### What the task asks
Retype exactly the lines below, starting with the line that contains "the beach sand." and ending with the last line; leave out any pictures.

### Information

————

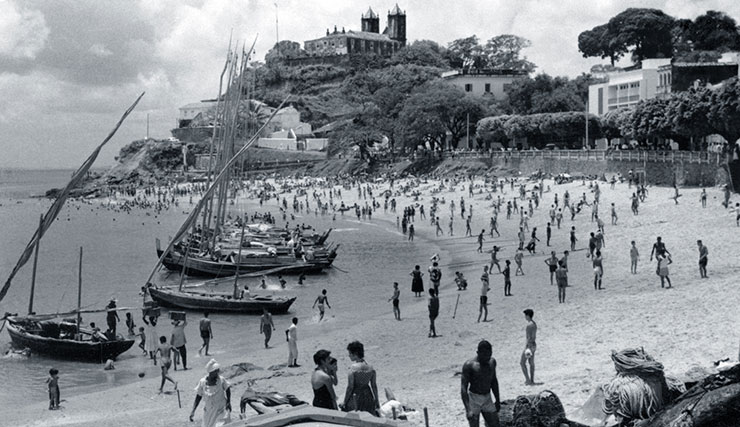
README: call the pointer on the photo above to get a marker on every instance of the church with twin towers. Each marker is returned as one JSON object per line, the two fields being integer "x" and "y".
{"x": 369, "y": 40}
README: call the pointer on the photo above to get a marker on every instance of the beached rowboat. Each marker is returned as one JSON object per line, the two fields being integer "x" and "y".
{"x": 44, "y": 337}
{"x": 213, "y": 302}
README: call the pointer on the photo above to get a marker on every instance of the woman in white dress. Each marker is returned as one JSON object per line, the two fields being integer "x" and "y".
{"x": 215, "y": 392}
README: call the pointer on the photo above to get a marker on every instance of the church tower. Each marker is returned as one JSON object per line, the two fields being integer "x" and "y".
{"x": 397, "y": 25}
{"x": 370, "y": 22}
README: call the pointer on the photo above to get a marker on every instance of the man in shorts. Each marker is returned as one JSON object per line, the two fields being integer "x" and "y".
{"x": 529, "y": 348}
{"x": 477, "y": 382}
{"x": 484, "y": 295}
{"x": 206, "y": 333}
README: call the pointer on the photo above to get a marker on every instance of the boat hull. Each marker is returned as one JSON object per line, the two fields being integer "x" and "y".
{"x": 208, "y": 268}
{"x": 85, "y": 351}
{"x": 202, "y": 302}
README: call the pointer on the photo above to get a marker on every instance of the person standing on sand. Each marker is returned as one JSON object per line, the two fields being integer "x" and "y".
{"x": 598, "y": 265}
{"x": 178, "y": 342}
{"x": 634, "y": 257}
{"x": 477, "y": 382}
{"x": 518, "y": 257}
{"x": 323, "y": 380}
{"x": 417, "y": 285}
{"x": 507, "y": 279}
{"x": 552, "y": 265}
{"x": 530, "y": 348}
{"x": 164, "y": 351}
{"x": 111, "y": 316}
{"x": 395, "y": 298}
{"x": 321, "y": 300}
{"x": 561, "y": 277}
{"x": 291, "y": 335}
{"x": 206, "y": 333}
{"x": 484, "y": 295}
{"x": 662, "y": 270}
{"x": 494, "y": 258}
{"x": 266, "y": 326}
{"x": 362, "y": 389}
{"x": 433, "y": 307}
{"x": 703, "y": 254}
{"x": 215, "y": 391}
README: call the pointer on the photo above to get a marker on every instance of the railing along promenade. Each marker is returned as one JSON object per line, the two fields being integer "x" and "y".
{"x": 618, "y": 155}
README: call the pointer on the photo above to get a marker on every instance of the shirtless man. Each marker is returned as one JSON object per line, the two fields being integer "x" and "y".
{"x": 484, "y": 295}
{"x": 395, "y": 299}
{"x": 529, "y": 348}
{"x": 477, "y": 382}
{"x": 321, "y": 300}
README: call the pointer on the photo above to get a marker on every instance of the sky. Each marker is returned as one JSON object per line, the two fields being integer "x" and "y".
{"x": 69, "y": 68}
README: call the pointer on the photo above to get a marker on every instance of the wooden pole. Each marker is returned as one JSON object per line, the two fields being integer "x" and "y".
{"x": 238, "y": 259}
{"x": 35, "y": 262}
{"x": 79, "y": 295}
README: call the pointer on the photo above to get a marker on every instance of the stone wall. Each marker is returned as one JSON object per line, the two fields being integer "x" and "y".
{"x": 657, "y": 173}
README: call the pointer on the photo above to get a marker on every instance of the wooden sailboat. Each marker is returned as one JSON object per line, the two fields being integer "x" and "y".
{"x": 179, "y": 256}
{"x": 52, "y": 334}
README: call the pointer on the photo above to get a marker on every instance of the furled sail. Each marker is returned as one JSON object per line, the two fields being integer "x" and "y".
{"x": 53, "y": 211}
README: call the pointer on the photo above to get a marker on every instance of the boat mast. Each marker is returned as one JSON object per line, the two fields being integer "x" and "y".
{"x": 35, "y": 262}
{"x": 238, "y": 260}
{"x": 79, "y": 295}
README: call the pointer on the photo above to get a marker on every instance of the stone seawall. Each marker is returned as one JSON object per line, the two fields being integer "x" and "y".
{"x": 658, "y": 173}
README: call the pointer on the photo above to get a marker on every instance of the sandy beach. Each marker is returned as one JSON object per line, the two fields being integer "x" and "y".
{"x": 692, "y": 324}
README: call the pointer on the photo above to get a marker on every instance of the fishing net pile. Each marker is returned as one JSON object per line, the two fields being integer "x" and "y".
{"x": 639, "y": 390}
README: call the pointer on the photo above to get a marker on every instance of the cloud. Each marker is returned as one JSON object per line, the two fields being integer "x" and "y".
{"x": 23, "y": 32}
{"x": 69, "y": 68}
{"x": 100, "y": 50}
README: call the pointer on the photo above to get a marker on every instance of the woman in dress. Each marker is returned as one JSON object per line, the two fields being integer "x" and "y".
{"x": 598, "y": 270}
{"x": 215, "y": 391}
{"x": 663, "y": 262}
{"x": 323, "y": 380}
{"x": 417, "y": 285}
{"x": 362, "y": 391}
{"x": 150, "y": 332}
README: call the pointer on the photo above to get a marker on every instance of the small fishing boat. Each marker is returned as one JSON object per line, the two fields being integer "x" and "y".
{"x": 310, "y": 416}
{"x": 57, "y": 339}
{"x": 223, "y": 302}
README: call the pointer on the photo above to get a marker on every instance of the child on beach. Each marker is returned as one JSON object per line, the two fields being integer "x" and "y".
{"x": 142, "y": 335}
{"x": 634, "y": 256}
{"x": 518, "y": 259}
{"x": 53, "y": 384}
{"x": 130, "y": 324}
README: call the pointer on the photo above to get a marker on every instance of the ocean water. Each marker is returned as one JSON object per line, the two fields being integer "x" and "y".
{"x": 119, "y": 253}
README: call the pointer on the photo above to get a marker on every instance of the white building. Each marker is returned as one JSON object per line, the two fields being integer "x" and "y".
{"x": 626, "y": 88}
{"x": 483, "y": 82}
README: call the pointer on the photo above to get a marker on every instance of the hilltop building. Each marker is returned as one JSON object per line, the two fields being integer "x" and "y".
{"x": 655, "y": 78}
{"x": 338, "y": 45}
{"x": 484, "y": 82}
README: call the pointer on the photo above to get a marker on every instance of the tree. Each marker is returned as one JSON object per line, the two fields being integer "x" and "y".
{"x": 714, "y": 31}
{"x": 504, "y": 52}
{"x": 438, "y": 108}
{"x": 421, "y": 52}
{"x": 688, "y": 113}
{"x": 466, "y": 53}
{"x": 649, "y": 121}
{"x": 597, "y": 42}
{"x": 491, "y": 130}
{"x": 724, "y": 112}
{"x": 647, "y": 32}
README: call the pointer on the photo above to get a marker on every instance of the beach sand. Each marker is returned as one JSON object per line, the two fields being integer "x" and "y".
{"x": 691, "y": 324}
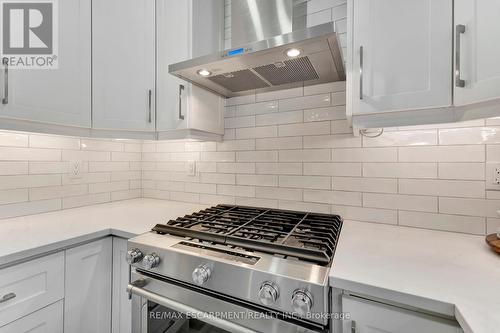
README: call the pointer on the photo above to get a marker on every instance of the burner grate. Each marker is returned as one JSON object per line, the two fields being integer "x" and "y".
{"x": 305, "y": 236}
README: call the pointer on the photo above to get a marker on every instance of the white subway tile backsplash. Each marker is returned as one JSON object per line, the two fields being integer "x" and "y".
{"x": 306, "y": 155}
{"x": 13, "y": 139}
{"x": 323, "y": 88}
{"x": 240, "y": 122}
{"x": 280, "y": 94}
{"x": 400, "y": 170}
{"x": 407, "y": 138}
{"x": 279, "y": 168}
{"x": 322, "y": 114}
{"x": 311, "y": 101}
{"x": 29, "y": 154}
{"x": 364, "y": 214}
{"x": 473, "y": 135}
{"x": 332, "y": 169}
{"x": 257, "y": 180}
{"x": 332, "y": 141}
{"x": 377, "y": 185}
{"x": 13, "y": 196}
{"x": 465, "y": 171}
{"x": 257, "y": 156}
{"x": 304, "y": 129}
{"x": 466, "y": 224}
{"x": 471, "y": 207}
{"x": 473, "y": 153}
{"x": 333, "y": 197}
{"x": 256, "y": 109}
{"x": 13, "y": 168}
{"x": 400, "y": 201}
{"x": 235, "y": 167}
{"x": 309, "y": 182}
{"x": 255, "y": 132}
{"x": 365, "y": 155}
{"x": 445, "y": 188}
{"x": 279, "y": 118}
{"x": 236, "y": 190}
{"x": 279, "y": 143}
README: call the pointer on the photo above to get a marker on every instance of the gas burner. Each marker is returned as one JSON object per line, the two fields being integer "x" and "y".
{"x": 305, "y": 236}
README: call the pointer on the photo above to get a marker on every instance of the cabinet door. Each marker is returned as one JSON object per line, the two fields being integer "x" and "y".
{"x": 187, "y": 29}
{"x": 87, "y": 305}
{"x": 479, "y": 50}
{"x": 174, "y": 20}
{"x": 123, "y": 64}
{"x": 46, "y": 320}
{"x": 122, "y": 305}
{"x": 402, "y": 55}
{"x": 371, "y": 317}
{"x": 58, "y": 96}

————

### Task response
README: call the pointer on the photo above to get a marker on every instance of the beach sand. Each marker is returned as one JSON object per line, the two fields being integer "x" and "y".
{"x": 691, "y": 324}
README: call the pointer on the photo above to get a marker on every instance of the burner grate. Each marker is returned as one JSON object per line, the two fields being integer "x" and "y".
{"x": 305, "y": 236}
README: call the pointer on the photo above to get a marker on every instance of the white subway tile backsplash. Each marker is returned as one JSON object per line, the two fields being integer "x" and "y".
{"x": 306, "y": 155}
{"x": 13, "y": 139}
{"x": 323, "y": 88}
{"x": 240, "y": 122}
{"x": 280, "y": 94}
{"x": 400, "y": 170}
{"x": 407, "y": 138}
{"x": 279, "y": 168}
{"x": 322, "y": 114}
{"x": 311, "y": 101}
{"x": 29, "y": 154}
{"x": 364, "y": 214}
{"x": 473, "y": 135}
{"x": 332, "y": 169}
{"x": 257, "y": 180}
{"x": 332, "y": 141}
{"x": 377, "y": 185}
{"x": 13, "y": 196}
{"x": 465, "y": 171}
{"x": 257, "y": 156}
{"x": 304, "y": 129}
{"x": 466, "y": 224}
{"x": 471, "y": 207}
{"x": 473, "y": 153}
{"x": 333, "y": 197}
{"x": 256, "y": 109}
{"x": 13, "y": 168}
{"x": 400, "y": 201}
{"x": 235, "y": 167}
{"x": 309, "y": 182}
{"x": 255, "y": 132}
{"x": 365, "y": 155}
{"x": 445, "y": 188}
{"x": 279, "y": 118}
{"x": 236, "y": 190}
{"x": 279, "y": 143}
README: call the pointer on the photo above to get a marker on every instance of the gas burner. Each marker is returned as one JSON object per line, the two fields being integer "x" and "y".
{"x": 305, "y": 236}
README: call the pointer on the photo above to get a marker on every instance of the cabinet door. Each marker is returned as one JSON object per line, the two fields being integer "x" and "y".
{"x": 187, "y": 29}
{"x": 87, "y": 305}
{"x": 479, "y": 50}
{"x": 174, "y": 20}
{"x": 123, "y": 64}
{"x": 46, "y": 320}
{"x": 122, "y": 305}
{"x": 402, "y": 55}
{"x": 371, "y": 317}
{"x": 58, "y": 96}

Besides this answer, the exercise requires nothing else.